- _PROBLEM DETAILS_: Leaving the pictures aside, repeat each line below exactly.

- _STORED DATA_:
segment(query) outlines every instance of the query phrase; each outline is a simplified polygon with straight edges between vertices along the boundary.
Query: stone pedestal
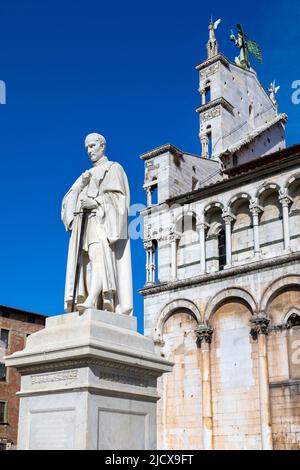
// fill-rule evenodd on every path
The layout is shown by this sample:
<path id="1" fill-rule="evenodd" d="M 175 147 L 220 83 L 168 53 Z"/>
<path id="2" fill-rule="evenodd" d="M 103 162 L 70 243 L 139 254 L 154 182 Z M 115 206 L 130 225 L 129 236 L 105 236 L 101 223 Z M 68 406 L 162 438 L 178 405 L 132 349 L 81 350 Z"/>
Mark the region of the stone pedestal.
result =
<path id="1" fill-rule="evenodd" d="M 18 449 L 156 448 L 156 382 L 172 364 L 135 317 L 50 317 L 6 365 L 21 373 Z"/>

- _EXERCISE RESPONSE_:
segment(query) outlines every instance of the query phrase; each outline is a simplified polygon with straight edges between vertices along the boundary.
Query: stone pedestal
// fill-rule evenodd on every path
The layout is shown by this sample:
<path id="1" fill-rule="evenodd" d="M 175 147 L 220 83 L 168 53 Z"/>
<path id="2" fill-rule="evenodd" d="M 103 162 L 70 243 L 139 254 L 154 182 Z M 115 206 L 130 225 L 129 236 L 105 236 L 101 223 Z M 68 406 L 162 438 L 178 405 L 132 349 L 81 350 Z"/>
Mark the region of the stone pedestal.
result =
<path id="1" fill-rule="evenodd" d="M 18 449 L 156 448 L 156 382 L 172 364 L 135 317 L 50 317 L 6 365 L 21 373 Z"/>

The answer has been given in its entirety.